### Données fournies ###
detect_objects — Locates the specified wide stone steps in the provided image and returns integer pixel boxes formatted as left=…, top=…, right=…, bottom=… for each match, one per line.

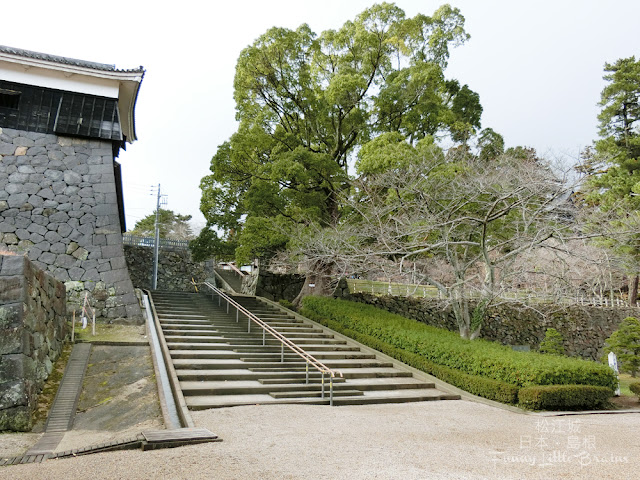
left=152, top=292, right=456, bottom=409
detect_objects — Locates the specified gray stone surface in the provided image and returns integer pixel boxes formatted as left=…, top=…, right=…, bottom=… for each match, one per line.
left=0, top=128, right=141, bottom=321
left=0, top=255, right=70, bottom=431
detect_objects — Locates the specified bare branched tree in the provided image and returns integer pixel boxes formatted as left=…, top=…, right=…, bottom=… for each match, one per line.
left=300, top=152, right=576, bottom=338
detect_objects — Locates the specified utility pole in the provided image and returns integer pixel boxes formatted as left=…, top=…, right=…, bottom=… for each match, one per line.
left=151, top=184, right=166, bottom=290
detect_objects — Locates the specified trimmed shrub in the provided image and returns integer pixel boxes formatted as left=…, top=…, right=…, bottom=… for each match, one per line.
left=301, top=297, right=617, bottom=391
left=309, top=316, right=519, bottom=404
left=518, top=385, right=613, bottom=410
left=540, top=328, right=564, bottom=355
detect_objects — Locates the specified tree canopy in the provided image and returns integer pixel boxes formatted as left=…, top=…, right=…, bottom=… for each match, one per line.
left=301, top=141, right=573, bottom=338
left=584, top=57, right=640, bottom=304
left=196, top=3, right=482, bottom=261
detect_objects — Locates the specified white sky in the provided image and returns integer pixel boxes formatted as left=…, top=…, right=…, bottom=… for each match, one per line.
left=0, top=0, right=640, bottom=228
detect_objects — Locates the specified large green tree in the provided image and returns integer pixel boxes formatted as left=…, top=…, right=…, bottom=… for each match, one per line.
left=198, top=3, right=482, bottom=292
left=585, top=57, right=640, bottom=304
left=302, top=139, right=574, bottom=339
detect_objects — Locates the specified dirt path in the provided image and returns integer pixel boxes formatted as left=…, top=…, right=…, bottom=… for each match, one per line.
left=0, top=401, right=640, bottom=480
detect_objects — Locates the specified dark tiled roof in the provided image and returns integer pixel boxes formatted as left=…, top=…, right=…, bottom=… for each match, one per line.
left=0, top=45, right=144, bottom=73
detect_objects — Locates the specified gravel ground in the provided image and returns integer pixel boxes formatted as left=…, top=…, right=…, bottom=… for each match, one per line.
left=0, top=400, right=640, bottom=480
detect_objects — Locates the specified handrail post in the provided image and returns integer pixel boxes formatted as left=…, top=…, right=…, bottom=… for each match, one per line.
left=329, top=375, right=333, bottom=407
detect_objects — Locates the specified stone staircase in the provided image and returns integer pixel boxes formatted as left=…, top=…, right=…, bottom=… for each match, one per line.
left=152, top=291, right=459, bottom=410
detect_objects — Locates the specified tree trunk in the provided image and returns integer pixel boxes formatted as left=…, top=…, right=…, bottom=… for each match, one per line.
left=629, top=275, right=639, bottom=307
left=293, top=262, right=332, bottom=308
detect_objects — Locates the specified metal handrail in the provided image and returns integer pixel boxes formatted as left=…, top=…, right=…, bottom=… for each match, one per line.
left=204, top=282, right=344, bottom=405
left=221, top=263, right=247, bottom=277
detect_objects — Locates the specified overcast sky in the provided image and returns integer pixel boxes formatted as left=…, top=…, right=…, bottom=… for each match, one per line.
left=0, top=0, right=640, bottom=229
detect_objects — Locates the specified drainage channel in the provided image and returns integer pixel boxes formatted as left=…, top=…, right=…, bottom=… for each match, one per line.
left=143, top=294, right=187, bottom=428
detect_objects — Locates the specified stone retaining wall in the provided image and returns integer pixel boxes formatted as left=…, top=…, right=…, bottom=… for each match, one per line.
left=0, top=128, right=142, bottom=322
left=124, top=245, right=211, bottom=292
left=0, top=255, right=71, bottom=431
left=342, top=293, right=640, bottom=360
left=242, top=270, right=305, bottom=302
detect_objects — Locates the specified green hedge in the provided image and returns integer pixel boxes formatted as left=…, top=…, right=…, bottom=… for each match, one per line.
left=518, top=385, right=611, bottom=410
left=300, top=297, right=617, bottom=392
left=307, top=312, right=519, bottom=404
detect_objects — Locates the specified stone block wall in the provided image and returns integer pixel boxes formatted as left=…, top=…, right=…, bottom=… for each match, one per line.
left=342, top=293, right=640, bottom=360
left=124, top=245, right=211, bottom=292
left=242, top=269, right=305, bottom=302
left=0, top=255, right=71, bottom=431
left=0, top=128, right=142, bottom=322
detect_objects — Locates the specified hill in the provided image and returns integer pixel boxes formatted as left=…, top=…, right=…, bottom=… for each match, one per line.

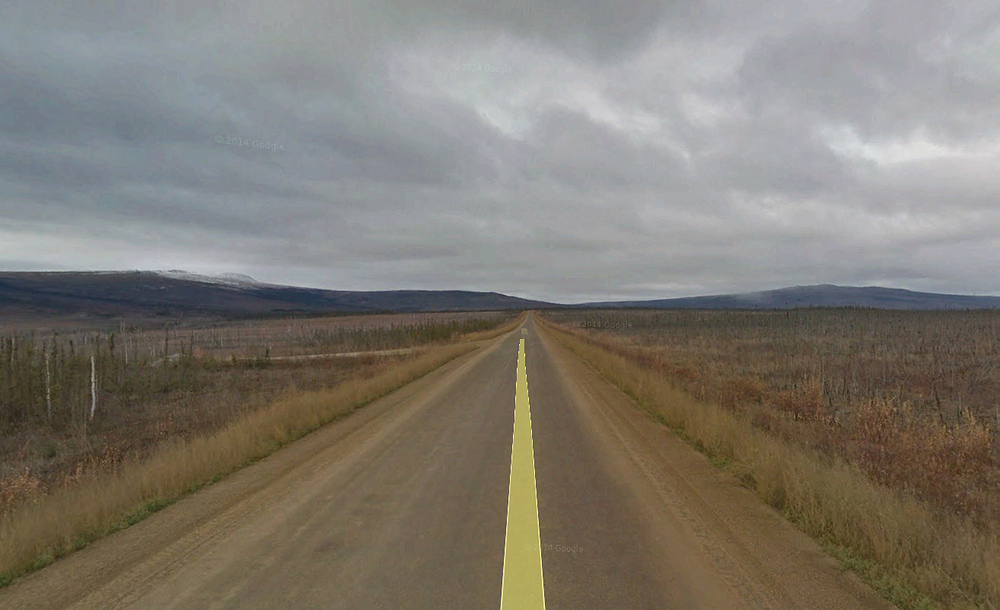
left=0, top=271, right=551, bottom=319
left=577, top=284, right=1000, bottom=309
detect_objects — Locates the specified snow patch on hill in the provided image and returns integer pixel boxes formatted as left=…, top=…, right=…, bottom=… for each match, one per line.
left=153, top=269, right=260, bottom=288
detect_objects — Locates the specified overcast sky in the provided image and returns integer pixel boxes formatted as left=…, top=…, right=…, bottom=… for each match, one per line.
left=0, top=0, right=1000, bottom=302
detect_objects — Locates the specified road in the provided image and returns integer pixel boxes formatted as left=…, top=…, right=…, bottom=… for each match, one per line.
left=0, top=316, right=887, bottom=610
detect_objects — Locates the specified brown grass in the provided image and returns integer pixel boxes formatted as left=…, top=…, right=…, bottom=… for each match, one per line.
left=0, top=315, right=524, bottom=584
left=0, top=312, right=517, bottom=514
left=0, top=344, right=474, bottom=579
left=545, top=314, right=1000, bottom=608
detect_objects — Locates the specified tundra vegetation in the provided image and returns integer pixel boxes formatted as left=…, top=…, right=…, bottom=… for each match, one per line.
left=543, top=308, right=1000, bottom=607
left=0, top=312, right=517, bottom=518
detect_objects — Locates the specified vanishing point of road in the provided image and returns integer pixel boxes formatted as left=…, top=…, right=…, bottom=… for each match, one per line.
left=0, top=316, right=888, bottom=610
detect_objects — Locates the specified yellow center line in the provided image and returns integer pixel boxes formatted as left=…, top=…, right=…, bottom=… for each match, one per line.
left=500, top=339, right=545, bottom=610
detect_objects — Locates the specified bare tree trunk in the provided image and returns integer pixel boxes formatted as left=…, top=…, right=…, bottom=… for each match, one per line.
left=90, top=356, right=97, bottom=419
left=45, top=349, right=52, bottom=424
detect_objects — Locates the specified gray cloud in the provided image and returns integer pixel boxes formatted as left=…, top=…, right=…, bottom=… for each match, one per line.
left=0, top=0, right=1000, bottom=301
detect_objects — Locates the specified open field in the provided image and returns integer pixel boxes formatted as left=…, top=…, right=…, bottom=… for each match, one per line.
left=0, top=312, right=517, bottom=514
left=0, top=316, right=887, bottom=610
left=545, top=310, right=1000, bottom=607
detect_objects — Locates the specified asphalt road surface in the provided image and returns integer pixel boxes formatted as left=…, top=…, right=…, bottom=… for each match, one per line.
left=0, top=317, right=887, bottom=610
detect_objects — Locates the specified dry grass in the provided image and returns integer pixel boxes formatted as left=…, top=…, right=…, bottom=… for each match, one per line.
left=0, top=314, right=526, bottom=586
left=546, top=316, right=1000, bottom=608
left=0, top=344, right=475, bottom=582
left=0, top=312, right=516, bottom=514
left=550, top=309, right=1000, bottom=524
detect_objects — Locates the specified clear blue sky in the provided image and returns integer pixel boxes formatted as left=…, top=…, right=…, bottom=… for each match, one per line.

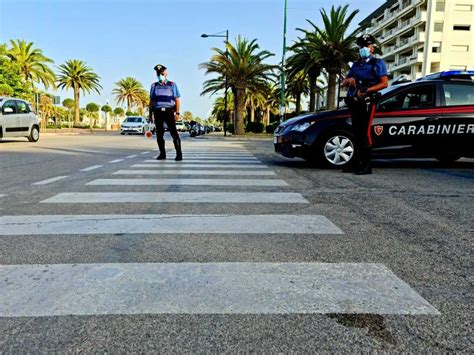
left=0, top=0, right=385, bottom=118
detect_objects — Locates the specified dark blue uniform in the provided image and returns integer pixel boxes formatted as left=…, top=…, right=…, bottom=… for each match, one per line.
left=347, top=56, right=388, bottom=168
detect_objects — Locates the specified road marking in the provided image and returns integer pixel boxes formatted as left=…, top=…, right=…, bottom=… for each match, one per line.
left=143, top=157, right=261, bottom=165
left=40, top=192, right=309, bottom=204
left=86, top=179, right=288, bottom=186
left=132, top=163, right=268, bottom=169
left=0, top=214, right=344, bottom=235
left=113, top=169, right=275, bottom=176
left=81, top=165, right=103, bottom=171
left=32, top=176, right=69, bottom=185
left=0, top=263, right=440, bottom=317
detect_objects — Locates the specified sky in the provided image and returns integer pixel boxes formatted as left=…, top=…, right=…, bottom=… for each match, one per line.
left=0, top=0, right=385, bottom=118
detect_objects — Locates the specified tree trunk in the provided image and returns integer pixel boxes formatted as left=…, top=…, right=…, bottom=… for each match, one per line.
left=327, top=73, right=337, bottom=110
left=234, top=89, right=245, bottom=136
left=296, top=92, right=301, bottom=116
left=74, top=87, right=80, bottom=124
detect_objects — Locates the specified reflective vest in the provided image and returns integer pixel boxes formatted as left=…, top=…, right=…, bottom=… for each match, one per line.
left=150, top=81, right=176, bottom=108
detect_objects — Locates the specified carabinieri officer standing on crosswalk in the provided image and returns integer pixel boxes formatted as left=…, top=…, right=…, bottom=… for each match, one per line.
left=149, top=64, right=183, bottom=161
left=342, top=34, right=388, bottom=175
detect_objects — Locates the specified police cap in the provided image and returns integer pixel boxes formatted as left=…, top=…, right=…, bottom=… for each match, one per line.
left=153, top=64, right=166, bottom=74
left=356, top=33, right=376, bottom=47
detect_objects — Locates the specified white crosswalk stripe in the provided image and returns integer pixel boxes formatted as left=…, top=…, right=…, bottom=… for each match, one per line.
left=0, top=140, right=439, bottom=317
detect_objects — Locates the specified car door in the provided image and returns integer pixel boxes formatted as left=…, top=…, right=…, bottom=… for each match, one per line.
left=2, top=100, right=21, bottom=137
left=16, top=100, right=32, bottom=136
left=370, top=82, right=442, bottom=151
left=437, top=81, right=474, bottom=153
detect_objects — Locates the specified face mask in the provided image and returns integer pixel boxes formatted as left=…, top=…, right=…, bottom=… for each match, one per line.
left=359, top=47, right=370, bottom=59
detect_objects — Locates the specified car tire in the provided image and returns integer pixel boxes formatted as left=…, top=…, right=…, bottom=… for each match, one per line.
left=435, top=154, right=461, bottom=164
left=309, top=130, right=356, bottom=169
left=28, top=126, right=39, bottom=142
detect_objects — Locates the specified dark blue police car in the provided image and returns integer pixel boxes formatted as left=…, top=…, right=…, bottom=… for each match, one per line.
left=274, top=70, right=474, bottom=168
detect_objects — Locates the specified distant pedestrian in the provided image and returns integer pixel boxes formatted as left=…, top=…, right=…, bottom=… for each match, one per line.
left=342, top=34, right=388, bottom=175
left=149, top=64, right=183, bottom=161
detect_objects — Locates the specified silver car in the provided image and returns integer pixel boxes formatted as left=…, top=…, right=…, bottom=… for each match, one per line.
left=0, top=97, right=40, bottom=142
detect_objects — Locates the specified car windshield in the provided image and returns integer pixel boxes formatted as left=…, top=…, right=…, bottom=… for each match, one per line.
left=125, top=117, right=142, bottom=123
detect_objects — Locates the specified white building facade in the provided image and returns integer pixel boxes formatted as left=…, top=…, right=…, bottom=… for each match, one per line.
left=361, top=0, right=474, bottom=79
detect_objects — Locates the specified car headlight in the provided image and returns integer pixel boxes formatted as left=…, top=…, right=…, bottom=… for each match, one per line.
left=291, top=121, right=314, bottom=132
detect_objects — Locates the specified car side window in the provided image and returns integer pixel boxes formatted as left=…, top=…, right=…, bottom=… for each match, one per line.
left=379, top=85, right=436, bottom=112
left=16, top=101, right=30, bottom=113
left=2, top=100, right=17, bottom=115
left=443, top=83, right=474, bottom=106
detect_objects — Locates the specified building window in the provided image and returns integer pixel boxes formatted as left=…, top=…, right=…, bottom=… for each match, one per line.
left=454, top=4, right=472, bottom=12
left=436, top=0, right=445, bottom=12
left=431, top=42, right=441, bottom=53
left=452, top=45, right=469, bottom=52
left=435, top=22, right=443, bottom=32
left=453, top=25, right=471, bottom=31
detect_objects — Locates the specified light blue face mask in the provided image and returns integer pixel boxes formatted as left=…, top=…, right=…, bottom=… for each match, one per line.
left=359, top=47, right=370, bottom=59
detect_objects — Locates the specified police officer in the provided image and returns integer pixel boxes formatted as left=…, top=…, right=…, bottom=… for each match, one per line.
left=342, top=34, right=388, bottom=175
left=149, top=64, right=183, bottom=161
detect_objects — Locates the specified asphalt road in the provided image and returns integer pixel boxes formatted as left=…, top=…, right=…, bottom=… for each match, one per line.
left=0, top=133, right=474, bottom=353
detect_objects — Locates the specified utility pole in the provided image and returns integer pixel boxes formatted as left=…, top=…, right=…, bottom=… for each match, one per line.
left=280, top=0, right=288, bottom=121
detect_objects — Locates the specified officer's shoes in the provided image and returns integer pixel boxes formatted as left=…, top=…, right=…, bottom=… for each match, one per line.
left=156, top=153, right=166, bottom=160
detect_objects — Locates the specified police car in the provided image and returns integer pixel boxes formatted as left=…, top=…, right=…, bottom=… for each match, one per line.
left=274, top=70, right=474, bottom=168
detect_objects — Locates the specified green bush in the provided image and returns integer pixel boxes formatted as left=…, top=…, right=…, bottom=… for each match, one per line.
left=265, top=122, right=280, bottom=133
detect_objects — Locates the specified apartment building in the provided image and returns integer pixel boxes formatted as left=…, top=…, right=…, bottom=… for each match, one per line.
left=360, top=0, right=474, bottom=79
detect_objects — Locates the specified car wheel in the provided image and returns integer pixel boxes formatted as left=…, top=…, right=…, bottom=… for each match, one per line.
left=28, top=126, right=39, bottom=142
left=435, top=154, right=461, bottom=164
left=317, top=131, right=355, bottom=169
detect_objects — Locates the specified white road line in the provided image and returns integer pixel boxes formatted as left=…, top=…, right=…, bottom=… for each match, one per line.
left=143, top=157, right=261, bottom=165
left=132, top=163, right=268, bottom=169
left=81, top=165, right=103, bottom=171
left=113, top=169, right=275, bottom=176
left=86, top=179, right=288, bottom=186
left=0, top=263, right=440, bottom=317
left=0, top=214, right=344, bottom=235
left=40, top=192, right=309, bottom=204
left=32, top=176, right=69, bottom=185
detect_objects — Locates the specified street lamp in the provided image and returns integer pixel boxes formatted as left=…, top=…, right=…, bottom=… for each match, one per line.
left=201, top=30, right=229, bottom=137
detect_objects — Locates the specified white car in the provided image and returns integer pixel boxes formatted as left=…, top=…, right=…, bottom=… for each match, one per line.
left=120, top=116, right=150, bottom=134
left=0, top=96, right=40, bottom=142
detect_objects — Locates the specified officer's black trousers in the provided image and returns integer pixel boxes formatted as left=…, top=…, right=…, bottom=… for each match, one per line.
left=153, top=108, right=179, bottom=146
left=349, top=101, right=373, bottom=167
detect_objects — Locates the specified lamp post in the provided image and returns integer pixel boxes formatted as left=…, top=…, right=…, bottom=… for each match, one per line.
left=201, top=30, right=229, bottom=137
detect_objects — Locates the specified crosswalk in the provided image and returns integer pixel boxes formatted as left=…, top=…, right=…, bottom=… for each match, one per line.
left=0, top=140, right=439, bottom=317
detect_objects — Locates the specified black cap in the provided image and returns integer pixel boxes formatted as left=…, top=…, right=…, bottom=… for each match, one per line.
left=356, top=33, right=376, bottom=47
left=153, top=64, right=166, bottom=74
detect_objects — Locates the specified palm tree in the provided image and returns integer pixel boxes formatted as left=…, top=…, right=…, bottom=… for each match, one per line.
left=286, top=36, right=321, bottom=112
left=112, top=76, right=147, bottom=111
left=303, top=5, right=363, bottom=110
left=200, top=36, right=276, bottom=135
left=287, top=70, right=309, bottom=115
left=7, top=39, right=56, bottom=89
left=57, top=59, right=102, bottom=124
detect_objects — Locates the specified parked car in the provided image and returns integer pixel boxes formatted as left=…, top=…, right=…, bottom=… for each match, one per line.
left=0, top=97, right=40, bottom=142
left=120, top=116, right=150, bottom=134
left=274, top=70, right=474, bottom=168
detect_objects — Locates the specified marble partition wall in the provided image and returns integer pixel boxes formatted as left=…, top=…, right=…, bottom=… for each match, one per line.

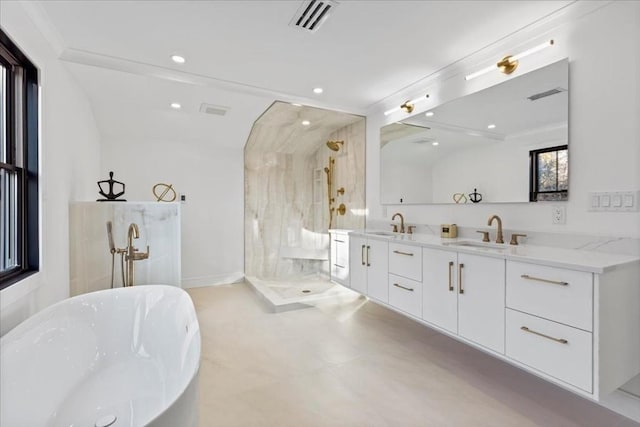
###
> **Objectif de l'exercice**
Citez textuellement le passage ci-dessus qui va de la ligne contenant « detect_objects — Locates the specified asphalt road surface » jusqu'à celle contenant « left=347, top=56, right=388, bottom=168 », ces deux lignes comprises. Laissez les images de côté dans votre réponse.

> **Réponse**
detect_objects — Locates the specified asphalt road surface in the provided image and returns integer pixel boxes formatted as left=…, top=…, right=…, bottom=… for each match, one per line.
left=0, top=317, right=887, bottom=610
detect_objects — Locates the specified dry grass in the provided image and returns integer pixel boxes formatted as left=…, top=…, right=…, bottom=… for each match, one per line.
left=0, top=314, right=526, bottom=586
left=546, top=316, right=1000, bottom=608
left=0, top=344, right=475, bottom=582
left=0, top=312, right=516, bottom=514
left=550, top=309, right=1000, bottom=524
detect_objects — Locates the specified clear blue sky in the provided image and returns integer pixel boxes formatted as left=…, top=…, right=…, bottom=… for each match, one per line.

left=0, top=0, right=385, bottom=118
detect_objects — Locates the specified dark blue uniform in the provided image and returns integer pixel boxes formatted as left=…, top=…, right=…, bottom=… for each match, one per line.
left=347, top=56, right=388, bottom=168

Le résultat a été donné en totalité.